• [任务要求]
从下面这篇Docker配置教程中摘录一段原文：起点是含有“Docker配置nnunet训练环境”的那几个字，终点是“启动后,下边的命令都是在容器内进行,直到exit退出容器。”，照原样抄出。

• [文档段落]
========================================

Docker配置nnunet训练环境
进行下面步骤请确保本机是linux,并配置好nvidia docker。
启动docker
加入了**–rm**,每次关闭后销毁容器
将d盘下的目录映射到/workspace
#rm
sudo docker run --gpus all -it --ipc=host --rm -v /media/sky/D/ruifeng/CoTr-main/:/workspace nvcr.io/nvidia/pytorch:20.11-py3
#没有rm,推荐这个命令
sudo docker run --gpus all -it --ipc=host -v /media/sky/F/ruifeng/CoTr-main/:/workspace nvcr.io/nvidia/pytorch:20.11-py3
启动后,下边的命令都是在容器内进行,直到exit退出容器。
设置docker容器的时区,方便查看保存文件的日期,根据提示选择时区,
#在容器内,默认为root
apt install ntp
#选择6 Asia ,然后70 shagnhai
配置容器内pip源
#华为源
pip config set global.index-url https://repo.huaweicloud.com/repository/pypi/simple
配置路径,容器内容的路径
把该配置写入到.bashrc中,wq退出
vim ./bashrc
export nnUNet_raw_data_base="/workspace/nnUNet_raw"
export nnUNet_preprocessed="/workspace/nnUNet_preprocessed"
export RESULTS_FOLDER="/workspace/nnUNet_trained_models"
:wq保存退出
然后激活
source ./bashrc
安装
可以通过cd … 切换目录
cd nnUNet
pip install -e .
cd CoTr_package
pip install -e .
训练
#batchsize为2 显存8g
python run_training.py -gpu='0' -outpath='CoTr' -p nnUNetPlansv2.1_ps48_192_192_bs2
#batchsize为4 显存15g
python run_training.py -gpu='0' -outpath='CoTr' -p nnUNetPlansv2.1_ps48_192_192_bs4
#batchsize为6 使用显存大概20g
python run_training.py -gpu='0' -outpath='CoTr' -p nnUNetPlansv2.1_ps48_192_192_bs6
停止训练
直接停止docker运行,exit可退出
exit
再次启动
先用 docker ps -a
找到对应的已经停止了的容器id,
(base) sky@sky:/media/sky/D/ruifeng/nnUNet-master$ sudo docker ps -l
sudo: unable to resolve host sky
[sudo] password for sky:
CONTAINER ID IMAGE COMMAND CREATED STATUS PORTS NAMES
46e8cae289d6 nvcr.io/nvidia/pytorch:20.11-py3 "/usr/local/bin/nvid…" 2 hours ago Exited (0) About an hour ago strange_euclid
然后用
sudo docker start -ia 46e
#docker start -ia <containerid>
(base) sky@sky:/media/sky/D/ruifeng/nnUNet-master$ sudo docker start -ia 46e
sudo: unable to resolve host sky
=============
== PyTorch ==
=============
NVIDIA Release 20.11 (build 17345815)
PyTorch Version 1.8.0a0+17f8c32
Container image Copyright (c) 2020, NVIDIA CORPORATION. All rights reserved.
Copyright (c) 2014-2020 Facebook Inc.

========================================

• [条目列表]

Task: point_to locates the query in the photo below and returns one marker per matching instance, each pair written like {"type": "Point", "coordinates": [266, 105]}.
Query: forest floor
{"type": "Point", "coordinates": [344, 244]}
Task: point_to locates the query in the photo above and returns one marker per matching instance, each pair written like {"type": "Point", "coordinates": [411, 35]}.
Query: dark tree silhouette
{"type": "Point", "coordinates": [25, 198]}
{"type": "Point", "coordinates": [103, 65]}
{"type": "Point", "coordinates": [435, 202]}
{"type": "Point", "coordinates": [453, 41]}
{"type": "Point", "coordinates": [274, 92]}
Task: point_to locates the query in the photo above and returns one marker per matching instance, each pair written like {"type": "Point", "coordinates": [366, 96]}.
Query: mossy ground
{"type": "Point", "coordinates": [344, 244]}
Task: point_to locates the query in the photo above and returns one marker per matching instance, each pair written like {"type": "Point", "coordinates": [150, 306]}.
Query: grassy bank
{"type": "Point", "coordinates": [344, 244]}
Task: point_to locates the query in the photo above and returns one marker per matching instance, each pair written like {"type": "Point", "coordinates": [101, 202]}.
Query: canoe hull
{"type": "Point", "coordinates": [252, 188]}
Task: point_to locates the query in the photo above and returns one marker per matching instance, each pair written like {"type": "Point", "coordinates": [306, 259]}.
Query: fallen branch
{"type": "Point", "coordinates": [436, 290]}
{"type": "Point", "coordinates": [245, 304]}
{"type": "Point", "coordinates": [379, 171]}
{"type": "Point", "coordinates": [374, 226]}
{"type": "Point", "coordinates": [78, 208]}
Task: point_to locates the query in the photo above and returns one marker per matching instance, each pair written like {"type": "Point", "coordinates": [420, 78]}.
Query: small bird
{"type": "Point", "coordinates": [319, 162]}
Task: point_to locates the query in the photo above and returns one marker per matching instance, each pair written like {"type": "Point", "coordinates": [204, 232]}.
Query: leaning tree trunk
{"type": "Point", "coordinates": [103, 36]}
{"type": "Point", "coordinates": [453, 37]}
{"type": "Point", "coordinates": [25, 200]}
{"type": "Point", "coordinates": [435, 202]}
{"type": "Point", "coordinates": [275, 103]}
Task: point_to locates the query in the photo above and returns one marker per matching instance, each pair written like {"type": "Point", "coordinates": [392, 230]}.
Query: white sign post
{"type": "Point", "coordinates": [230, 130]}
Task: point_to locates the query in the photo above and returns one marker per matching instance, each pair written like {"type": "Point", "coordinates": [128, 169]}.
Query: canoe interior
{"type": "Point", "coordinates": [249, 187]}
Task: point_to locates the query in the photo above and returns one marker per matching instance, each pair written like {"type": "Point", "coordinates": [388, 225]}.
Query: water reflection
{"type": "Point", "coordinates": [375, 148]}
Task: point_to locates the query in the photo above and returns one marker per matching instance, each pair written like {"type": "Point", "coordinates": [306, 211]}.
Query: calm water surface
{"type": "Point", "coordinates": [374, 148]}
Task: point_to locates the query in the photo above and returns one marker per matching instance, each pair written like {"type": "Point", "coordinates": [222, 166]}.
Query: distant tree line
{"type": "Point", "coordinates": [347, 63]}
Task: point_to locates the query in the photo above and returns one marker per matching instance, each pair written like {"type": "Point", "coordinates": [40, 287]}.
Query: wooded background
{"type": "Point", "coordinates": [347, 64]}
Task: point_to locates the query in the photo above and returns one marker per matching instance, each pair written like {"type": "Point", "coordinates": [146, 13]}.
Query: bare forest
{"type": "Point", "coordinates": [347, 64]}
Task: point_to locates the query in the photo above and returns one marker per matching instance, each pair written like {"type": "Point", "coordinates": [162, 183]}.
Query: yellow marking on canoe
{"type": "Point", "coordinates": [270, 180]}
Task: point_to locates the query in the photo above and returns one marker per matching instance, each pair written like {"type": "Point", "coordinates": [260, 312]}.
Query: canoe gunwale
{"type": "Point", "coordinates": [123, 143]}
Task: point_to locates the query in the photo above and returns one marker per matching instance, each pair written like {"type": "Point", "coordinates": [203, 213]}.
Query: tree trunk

========================================

• [结果]
Docker配置nnunet训练环境
进行下面步骤请确保本机是linux,并配置好nvidia docker。
启动docker
加入了**–rm**,每次关闭后销毁容器
将d盘下的目录映射到/workspace
#rm
sudo docker run --gpus all -it --ipc=host --rm -v /media/sky/D/ruifeng/CoTr-main/:/workspace nvcr.io/nvidia/pytorch:20.11-py3
#没有rm,推荐这个命令
sudo docker run --gpus all -it --ipc=host -v /media/sky/F/ruifeng/CoTr-main/:/workspace nvcr.io/nvidia/pytorch:20.11-py3
启动后,下边的命令都是在容器内进行,直到exit退出容器。